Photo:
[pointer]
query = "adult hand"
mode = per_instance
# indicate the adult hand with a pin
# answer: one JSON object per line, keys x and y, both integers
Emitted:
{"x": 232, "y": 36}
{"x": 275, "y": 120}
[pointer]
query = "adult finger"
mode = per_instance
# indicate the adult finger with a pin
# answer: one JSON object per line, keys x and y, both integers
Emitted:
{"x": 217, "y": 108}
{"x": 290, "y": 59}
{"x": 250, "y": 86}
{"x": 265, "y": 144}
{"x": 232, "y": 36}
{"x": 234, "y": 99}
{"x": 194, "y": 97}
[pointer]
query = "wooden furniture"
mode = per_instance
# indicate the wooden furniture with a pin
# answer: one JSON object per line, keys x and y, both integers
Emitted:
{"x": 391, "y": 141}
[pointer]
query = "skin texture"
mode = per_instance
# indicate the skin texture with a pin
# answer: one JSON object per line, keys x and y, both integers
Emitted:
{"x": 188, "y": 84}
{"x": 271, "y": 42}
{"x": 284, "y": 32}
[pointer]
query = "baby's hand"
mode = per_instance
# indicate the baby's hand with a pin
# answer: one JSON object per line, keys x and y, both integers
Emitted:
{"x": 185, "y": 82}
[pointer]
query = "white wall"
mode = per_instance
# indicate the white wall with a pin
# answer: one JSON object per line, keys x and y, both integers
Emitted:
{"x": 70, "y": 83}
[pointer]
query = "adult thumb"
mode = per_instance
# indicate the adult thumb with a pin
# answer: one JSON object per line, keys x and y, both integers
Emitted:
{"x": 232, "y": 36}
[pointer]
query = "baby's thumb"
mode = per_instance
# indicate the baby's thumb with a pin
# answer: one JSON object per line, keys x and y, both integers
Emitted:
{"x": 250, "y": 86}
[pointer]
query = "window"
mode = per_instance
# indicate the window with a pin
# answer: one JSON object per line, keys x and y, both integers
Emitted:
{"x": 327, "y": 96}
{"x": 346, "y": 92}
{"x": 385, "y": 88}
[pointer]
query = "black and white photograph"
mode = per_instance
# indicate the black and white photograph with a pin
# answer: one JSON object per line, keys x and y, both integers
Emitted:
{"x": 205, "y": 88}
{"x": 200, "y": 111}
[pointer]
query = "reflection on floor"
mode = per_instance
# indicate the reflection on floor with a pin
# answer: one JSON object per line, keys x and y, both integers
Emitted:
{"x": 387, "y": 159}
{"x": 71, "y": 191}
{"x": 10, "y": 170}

------------------------------------

STATED EXERCISE
Please pick out every line in the entries above that contains the word "indicate" and copy each one.

SOLUTION FOR THIS TASK
# indicate the adult hand with a pin
# indicate the adult finger with a pin
# indicate the wooden furniture with a pin
# indicate the skin texture with a pin
# indicate the baby's hand with a pin
# indicate the white wall with a pin
# indicate the adult thumb with a pin
# indicate the baby's thumb with a pin
# indicate the window with a pin
# indicate the black and white photograph with a pin
# indicate the reflection on floor with a pin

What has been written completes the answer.